**WHAT YOU WILL DO**.
1. Return the passage of the text on the graphic novel Sisters from "Sisters is an" to "younger sister, Amara.", copied word for word.
2. Summarize the text about the graphic novel Sisters in two sentences.
3. Write what comes next in the text about the graphic novel Sisters, picking up after its final sentence.

Sisters
- Sisters cover
- Author: Raina Telgemeier
- Genre: Autobiography; graphic novel; nonfiction
- Publisher: Scholastic/Graphix
- Publication date: September 2014
- Media type: Print (hardcover and paperback)
- Pages: 197
- Awards: Eisner for Best Writer/Artist, 2015
- ISBN: 978-0-545-54066-7
- OCLC: 880900848
- Dewey Decimal: 306.8753
- LC Class: HQ759.96.T46 2014
- Preceded by: Smile
- Followed by: Guts
- Website: goraina.com/sisters

= Sisters (graphic novel) =

2014 graphic novel

Sisters is an autobiographical graphic novel written by Raina Telgemeier as a follow-up to her earlier graphic memoir Smile. It details a long summer road trip taken from San Francisco to Colorado Springs by her family and explores the relationship between Raina and her younger sister, Amara.

==Technical==
Raina Telgemeier submitted a storyboard/thumbnail draft to her sister three years before the novel's publication, seeking Amara's permission to tell her side of their story. Amara provided insights on some of the vignettes and helped Raina develop a second draft.

The panels were colored by Braden Lamb.

**DATASET RECORDS**.
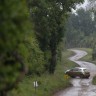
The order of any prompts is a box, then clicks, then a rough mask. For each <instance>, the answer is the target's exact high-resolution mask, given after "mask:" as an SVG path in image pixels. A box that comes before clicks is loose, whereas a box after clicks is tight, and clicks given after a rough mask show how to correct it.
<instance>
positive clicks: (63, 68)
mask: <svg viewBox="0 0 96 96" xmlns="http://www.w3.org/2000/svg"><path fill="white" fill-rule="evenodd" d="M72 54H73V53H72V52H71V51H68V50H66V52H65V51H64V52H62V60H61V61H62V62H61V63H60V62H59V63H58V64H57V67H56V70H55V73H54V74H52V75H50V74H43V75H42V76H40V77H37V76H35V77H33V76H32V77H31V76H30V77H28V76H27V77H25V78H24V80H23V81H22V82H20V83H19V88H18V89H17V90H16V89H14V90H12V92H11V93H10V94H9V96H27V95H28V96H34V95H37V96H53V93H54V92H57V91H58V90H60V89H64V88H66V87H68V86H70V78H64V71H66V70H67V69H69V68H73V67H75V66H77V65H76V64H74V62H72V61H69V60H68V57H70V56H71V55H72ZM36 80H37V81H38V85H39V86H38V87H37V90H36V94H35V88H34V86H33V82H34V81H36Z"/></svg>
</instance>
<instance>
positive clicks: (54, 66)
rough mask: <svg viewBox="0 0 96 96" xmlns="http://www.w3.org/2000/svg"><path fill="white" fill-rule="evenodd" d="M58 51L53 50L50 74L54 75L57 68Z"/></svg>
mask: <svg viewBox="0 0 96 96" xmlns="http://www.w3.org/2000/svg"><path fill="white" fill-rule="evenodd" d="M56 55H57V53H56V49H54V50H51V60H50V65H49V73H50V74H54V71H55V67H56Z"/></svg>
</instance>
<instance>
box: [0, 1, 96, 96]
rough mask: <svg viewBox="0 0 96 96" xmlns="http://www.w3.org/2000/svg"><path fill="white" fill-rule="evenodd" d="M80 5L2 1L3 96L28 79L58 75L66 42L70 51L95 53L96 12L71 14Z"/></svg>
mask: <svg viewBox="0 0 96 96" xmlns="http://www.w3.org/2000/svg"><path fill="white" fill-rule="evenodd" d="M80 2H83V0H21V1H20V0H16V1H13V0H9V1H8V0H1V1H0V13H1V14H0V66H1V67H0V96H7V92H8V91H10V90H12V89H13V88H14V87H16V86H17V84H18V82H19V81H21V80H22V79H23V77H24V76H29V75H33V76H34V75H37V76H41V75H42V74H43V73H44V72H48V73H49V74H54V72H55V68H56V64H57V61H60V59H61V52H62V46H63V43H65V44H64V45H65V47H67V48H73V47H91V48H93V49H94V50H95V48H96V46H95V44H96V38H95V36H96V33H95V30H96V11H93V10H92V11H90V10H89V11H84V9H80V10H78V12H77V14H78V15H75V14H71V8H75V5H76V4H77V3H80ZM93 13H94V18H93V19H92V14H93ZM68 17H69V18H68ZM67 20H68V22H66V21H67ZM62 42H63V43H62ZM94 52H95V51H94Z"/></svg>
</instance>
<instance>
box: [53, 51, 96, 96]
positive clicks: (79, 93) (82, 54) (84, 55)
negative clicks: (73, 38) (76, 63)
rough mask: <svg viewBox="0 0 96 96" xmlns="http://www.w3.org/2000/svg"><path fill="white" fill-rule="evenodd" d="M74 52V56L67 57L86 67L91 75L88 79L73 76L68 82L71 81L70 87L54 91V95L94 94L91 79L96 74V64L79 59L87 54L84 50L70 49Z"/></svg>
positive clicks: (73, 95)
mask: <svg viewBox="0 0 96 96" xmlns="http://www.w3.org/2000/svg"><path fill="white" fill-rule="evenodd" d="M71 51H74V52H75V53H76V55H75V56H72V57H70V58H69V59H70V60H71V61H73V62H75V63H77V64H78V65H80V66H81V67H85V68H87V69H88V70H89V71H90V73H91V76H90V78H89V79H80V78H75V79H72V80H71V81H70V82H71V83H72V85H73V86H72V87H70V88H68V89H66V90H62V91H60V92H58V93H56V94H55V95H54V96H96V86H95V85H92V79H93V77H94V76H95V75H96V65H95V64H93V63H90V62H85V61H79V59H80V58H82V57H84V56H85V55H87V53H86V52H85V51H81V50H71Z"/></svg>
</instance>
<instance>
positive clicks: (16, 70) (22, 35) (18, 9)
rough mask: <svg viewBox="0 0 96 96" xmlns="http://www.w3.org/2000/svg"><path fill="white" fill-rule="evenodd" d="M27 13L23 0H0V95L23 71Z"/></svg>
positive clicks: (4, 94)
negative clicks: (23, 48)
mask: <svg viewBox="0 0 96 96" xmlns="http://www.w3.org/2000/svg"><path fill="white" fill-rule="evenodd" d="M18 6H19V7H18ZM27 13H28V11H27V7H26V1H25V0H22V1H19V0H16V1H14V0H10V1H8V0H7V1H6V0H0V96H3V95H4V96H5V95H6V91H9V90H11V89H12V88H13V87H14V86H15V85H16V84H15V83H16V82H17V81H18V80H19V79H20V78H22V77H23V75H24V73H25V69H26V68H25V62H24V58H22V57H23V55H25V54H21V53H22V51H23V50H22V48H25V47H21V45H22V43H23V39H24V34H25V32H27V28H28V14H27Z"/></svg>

**SOLVED TASKS**.
1.
Sisters is an autobiographical graphic novel written by Raina Telgemeier as a follow-up to her earlier graphic memoir Smile. It details a long summer road trip taken from San Francisco to Colorado Springs by her family and explores the relationship between Raina and her younger sister, Amara.

2. Sisters is an autobiographical graphic novel by Raina Telgemeier, published in September 2014 as a follow-up to her memoir Smile, that details her family's long summer road trip from San Francisco to Colorado Springs and explores her relationship with her younger sister, Amara. Three years before publication, Raina sent Amara a draft to get her permission to tell her side of their story, Amara helped develop a second draft, and Braden Lamb colored the panels.

3.
==Reception==
The book received positive reviews. Maya Van Wagenen, reviewing for The New York Times described the story as "[one] we have all lived [...] uncomfortable yet transcendent" and added it was "a quick read as well as a fun one." Kirkus Reviews called it "a winner," "laugh-out-loud funny [...] and quietly serious all at once"; later, Kirkus designated it one of the best books for children in 2014. According to School Library Journal, "[r]eaders will be very satisfied". Horn Book Magazine gave it a starred review in 2014.

In 2015, Telgemeier won an Eisner Award for Best Writer/Artist, citing Sisters. It was also named to the Young Adult Library Services Association's 2015 shortlist of Great Graphic Novels for Teens, and a 2015 Association for Library Service to Children Notable Children's Book for Middle Readers.

As of 2017 the paperback version had spent 117 weeks on The New York Times Best Sellers list under the category "Paperback Graphic Books."